*Directions*
Look through the records and copy each line with the string "roof" in it.

Dataset entries
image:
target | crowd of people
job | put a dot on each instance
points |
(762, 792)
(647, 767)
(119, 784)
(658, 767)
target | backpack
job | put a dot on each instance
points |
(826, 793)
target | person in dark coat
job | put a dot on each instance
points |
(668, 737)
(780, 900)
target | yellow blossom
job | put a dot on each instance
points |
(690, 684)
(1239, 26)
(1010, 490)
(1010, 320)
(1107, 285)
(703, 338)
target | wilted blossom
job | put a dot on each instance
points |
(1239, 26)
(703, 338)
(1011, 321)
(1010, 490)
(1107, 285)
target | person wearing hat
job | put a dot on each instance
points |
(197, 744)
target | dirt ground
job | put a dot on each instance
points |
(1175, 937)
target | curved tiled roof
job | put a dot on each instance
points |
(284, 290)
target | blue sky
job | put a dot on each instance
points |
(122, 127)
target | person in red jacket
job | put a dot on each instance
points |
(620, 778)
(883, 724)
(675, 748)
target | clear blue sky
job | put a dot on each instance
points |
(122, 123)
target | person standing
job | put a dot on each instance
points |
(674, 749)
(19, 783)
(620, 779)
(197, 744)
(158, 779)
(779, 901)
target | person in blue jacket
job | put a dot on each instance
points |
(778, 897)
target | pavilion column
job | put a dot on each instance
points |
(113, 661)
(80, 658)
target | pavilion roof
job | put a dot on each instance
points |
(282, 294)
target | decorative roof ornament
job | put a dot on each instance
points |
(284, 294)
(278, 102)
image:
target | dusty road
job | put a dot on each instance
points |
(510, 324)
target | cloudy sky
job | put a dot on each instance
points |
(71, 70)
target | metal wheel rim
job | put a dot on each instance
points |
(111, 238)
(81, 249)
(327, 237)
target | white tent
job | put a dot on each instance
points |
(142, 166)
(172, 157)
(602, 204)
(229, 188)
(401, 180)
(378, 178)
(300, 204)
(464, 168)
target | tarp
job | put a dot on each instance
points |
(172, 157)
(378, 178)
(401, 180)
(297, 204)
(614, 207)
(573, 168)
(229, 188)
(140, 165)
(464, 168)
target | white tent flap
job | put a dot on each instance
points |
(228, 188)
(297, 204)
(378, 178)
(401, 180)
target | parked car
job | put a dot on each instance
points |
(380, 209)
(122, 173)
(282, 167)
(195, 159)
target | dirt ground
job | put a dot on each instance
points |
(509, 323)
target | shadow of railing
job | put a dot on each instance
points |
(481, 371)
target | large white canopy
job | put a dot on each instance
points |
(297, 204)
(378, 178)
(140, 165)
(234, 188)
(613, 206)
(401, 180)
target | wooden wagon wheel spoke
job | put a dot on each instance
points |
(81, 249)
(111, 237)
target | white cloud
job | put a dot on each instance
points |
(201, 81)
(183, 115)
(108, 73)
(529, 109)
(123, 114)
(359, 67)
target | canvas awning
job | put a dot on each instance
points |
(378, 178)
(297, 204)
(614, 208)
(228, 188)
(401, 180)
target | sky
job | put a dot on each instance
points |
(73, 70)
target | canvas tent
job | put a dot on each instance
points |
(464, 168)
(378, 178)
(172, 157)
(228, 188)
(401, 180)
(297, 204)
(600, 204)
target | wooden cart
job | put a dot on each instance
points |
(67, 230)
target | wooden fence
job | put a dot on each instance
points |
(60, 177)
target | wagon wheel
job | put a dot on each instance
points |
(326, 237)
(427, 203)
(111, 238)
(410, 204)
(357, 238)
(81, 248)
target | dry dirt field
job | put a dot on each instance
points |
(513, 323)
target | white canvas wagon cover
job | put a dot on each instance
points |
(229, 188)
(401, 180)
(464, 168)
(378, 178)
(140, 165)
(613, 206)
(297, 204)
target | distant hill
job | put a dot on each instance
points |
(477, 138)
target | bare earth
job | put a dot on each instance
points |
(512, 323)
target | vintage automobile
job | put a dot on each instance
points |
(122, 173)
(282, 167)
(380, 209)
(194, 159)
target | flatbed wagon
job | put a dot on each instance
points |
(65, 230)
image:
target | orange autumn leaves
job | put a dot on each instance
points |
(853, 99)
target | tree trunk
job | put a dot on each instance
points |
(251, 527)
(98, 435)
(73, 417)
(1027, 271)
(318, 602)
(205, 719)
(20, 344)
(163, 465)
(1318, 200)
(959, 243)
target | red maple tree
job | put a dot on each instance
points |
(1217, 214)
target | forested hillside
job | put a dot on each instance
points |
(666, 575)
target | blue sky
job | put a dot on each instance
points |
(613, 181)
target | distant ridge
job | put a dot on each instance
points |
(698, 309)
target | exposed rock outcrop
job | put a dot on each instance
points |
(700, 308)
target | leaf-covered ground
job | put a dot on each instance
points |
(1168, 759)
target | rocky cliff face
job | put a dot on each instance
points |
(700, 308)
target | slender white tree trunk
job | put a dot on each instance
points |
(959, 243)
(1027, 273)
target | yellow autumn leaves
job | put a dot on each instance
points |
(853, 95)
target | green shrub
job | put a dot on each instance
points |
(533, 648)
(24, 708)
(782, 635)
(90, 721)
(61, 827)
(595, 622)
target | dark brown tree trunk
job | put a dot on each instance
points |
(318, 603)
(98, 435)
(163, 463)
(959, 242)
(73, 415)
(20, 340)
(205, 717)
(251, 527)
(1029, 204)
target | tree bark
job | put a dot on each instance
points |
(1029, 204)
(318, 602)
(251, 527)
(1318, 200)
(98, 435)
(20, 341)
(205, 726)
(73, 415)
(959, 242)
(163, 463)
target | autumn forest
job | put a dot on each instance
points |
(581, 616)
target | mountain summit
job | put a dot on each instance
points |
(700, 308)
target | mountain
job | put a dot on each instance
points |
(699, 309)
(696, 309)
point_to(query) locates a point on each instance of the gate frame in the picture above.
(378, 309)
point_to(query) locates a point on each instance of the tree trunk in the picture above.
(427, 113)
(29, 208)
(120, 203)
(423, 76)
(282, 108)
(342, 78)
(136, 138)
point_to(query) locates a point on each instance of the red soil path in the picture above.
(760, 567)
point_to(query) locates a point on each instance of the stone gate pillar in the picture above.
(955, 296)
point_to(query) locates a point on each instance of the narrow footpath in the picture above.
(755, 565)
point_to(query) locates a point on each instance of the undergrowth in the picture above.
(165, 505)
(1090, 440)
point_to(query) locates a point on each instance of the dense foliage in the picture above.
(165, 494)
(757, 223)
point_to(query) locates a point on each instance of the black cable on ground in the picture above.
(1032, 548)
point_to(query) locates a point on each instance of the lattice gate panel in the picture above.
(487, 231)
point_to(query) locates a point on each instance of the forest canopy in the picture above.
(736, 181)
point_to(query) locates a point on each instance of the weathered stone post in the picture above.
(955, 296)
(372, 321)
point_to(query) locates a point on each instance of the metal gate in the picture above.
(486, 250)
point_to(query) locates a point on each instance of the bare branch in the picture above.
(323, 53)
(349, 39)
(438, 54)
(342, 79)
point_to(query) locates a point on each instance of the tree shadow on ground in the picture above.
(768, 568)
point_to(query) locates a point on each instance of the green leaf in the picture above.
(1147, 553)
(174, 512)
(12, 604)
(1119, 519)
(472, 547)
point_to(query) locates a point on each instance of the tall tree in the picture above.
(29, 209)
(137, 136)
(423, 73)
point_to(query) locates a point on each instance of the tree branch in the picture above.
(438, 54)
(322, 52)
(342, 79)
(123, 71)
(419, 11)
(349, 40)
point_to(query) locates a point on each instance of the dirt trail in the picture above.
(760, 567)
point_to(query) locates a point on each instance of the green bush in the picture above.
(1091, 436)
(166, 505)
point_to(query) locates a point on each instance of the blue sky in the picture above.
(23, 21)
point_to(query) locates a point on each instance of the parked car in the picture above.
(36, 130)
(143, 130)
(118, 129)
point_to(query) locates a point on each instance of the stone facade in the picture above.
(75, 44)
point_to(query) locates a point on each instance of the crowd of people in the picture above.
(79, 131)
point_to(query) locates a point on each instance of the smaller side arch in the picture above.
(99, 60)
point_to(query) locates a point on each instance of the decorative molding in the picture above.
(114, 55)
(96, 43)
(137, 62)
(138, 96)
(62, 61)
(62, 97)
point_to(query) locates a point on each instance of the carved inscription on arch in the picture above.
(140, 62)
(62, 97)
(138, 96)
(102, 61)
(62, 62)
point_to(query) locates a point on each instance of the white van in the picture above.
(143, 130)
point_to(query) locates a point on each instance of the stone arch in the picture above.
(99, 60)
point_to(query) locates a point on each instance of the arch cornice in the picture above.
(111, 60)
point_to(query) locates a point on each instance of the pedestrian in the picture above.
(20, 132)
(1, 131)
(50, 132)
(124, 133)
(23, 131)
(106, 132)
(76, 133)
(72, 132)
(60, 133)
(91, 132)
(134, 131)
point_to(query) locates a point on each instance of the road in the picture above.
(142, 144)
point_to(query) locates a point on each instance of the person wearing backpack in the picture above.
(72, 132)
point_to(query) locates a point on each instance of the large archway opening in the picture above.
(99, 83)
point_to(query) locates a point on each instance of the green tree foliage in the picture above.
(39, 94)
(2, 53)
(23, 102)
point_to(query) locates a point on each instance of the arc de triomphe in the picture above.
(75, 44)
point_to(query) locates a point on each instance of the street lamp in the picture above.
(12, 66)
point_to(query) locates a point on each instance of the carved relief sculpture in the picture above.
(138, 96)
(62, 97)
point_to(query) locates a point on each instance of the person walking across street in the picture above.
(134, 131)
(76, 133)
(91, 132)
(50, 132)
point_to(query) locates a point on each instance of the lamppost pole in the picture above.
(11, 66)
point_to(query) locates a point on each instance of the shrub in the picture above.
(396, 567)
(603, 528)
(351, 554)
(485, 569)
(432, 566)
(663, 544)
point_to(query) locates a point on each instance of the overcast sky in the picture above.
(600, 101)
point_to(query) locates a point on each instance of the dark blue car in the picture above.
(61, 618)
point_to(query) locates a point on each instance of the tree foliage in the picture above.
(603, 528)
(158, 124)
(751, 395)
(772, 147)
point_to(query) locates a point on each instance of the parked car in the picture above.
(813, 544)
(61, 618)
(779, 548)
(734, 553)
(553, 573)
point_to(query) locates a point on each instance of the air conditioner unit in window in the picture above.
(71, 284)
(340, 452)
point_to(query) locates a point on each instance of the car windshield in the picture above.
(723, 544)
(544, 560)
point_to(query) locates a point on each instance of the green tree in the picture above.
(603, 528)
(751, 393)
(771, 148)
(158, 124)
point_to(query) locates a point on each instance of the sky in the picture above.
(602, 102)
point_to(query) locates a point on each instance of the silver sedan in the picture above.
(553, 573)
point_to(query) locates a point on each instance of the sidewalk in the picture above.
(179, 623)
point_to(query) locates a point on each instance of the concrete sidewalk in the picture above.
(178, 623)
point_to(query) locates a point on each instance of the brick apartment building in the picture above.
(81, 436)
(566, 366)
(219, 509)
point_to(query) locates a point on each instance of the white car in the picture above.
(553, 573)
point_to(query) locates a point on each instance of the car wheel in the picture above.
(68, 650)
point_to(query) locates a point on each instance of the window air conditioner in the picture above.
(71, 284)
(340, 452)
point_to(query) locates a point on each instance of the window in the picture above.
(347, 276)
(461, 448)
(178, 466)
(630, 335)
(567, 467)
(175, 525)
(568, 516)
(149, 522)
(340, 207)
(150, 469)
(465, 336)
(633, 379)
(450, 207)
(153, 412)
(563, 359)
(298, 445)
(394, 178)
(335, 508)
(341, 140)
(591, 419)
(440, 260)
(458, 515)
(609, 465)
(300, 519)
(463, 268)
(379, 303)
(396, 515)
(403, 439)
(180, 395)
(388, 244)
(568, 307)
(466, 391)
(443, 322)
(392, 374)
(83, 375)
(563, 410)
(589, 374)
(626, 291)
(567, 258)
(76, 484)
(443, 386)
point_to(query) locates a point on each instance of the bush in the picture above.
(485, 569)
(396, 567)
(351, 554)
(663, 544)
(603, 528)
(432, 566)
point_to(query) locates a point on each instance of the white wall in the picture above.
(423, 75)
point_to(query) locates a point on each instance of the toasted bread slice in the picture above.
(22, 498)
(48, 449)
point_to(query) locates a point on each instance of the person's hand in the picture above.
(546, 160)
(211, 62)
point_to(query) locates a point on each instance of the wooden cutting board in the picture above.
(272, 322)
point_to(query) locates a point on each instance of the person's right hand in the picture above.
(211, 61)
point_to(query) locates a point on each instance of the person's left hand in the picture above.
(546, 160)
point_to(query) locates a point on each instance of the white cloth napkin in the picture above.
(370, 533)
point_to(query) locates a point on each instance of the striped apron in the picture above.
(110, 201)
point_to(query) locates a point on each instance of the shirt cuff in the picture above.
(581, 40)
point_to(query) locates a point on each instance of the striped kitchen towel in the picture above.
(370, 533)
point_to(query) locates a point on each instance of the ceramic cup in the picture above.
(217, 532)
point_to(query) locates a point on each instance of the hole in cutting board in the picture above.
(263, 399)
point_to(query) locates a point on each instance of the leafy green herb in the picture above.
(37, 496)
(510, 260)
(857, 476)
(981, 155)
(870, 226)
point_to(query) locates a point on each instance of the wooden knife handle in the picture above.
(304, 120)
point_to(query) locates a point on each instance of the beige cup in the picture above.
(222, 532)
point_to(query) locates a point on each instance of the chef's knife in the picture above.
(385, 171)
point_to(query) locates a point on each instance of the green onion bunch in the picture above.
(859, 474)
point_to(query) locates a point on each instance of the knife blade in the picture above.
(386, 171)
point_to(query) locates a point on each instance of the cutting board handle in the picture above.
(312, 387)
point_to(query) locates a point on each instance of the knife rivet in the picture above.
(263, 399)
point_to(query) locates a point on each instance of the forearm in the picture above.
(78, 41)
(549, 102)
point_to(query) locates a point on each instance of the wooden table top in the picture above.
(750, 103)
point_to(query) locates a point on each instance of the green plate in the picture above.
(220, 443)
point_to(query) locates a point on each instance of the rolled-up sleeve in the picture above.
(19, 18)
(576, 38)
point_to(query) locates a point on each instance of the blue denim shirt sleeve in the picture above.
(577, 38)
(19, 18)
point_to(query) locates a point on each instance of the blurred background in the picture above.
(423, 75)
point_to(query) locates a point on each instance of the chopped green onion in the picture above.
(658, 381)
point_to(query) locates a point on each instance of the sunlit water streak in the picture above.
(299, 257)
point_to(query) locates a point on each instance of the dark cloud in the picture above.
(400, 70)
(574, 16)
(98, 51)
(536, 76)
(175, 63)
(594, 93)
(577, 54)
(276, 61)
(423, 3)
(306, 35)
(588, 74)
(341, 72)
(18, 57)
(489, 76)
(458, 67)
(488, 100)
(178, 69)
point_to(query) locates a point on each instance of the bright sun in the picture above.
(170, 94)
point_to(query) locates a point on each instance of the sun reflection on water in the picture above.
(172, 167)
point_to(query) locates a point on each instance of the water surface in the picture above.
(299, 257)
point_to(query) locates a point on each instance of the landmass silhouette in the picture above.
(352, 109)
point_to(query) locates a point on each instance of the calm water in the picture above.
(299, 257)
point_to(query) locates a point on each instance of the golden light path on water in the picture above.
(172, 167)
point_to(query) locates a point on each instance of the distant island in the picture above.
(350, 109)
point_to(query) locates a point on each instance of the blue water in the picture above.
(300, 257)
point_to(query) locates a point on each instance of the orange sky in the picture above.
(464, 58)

*Solved exercise*
target | curved tiled roof
target | pavilion roof
target | decorative roof ornament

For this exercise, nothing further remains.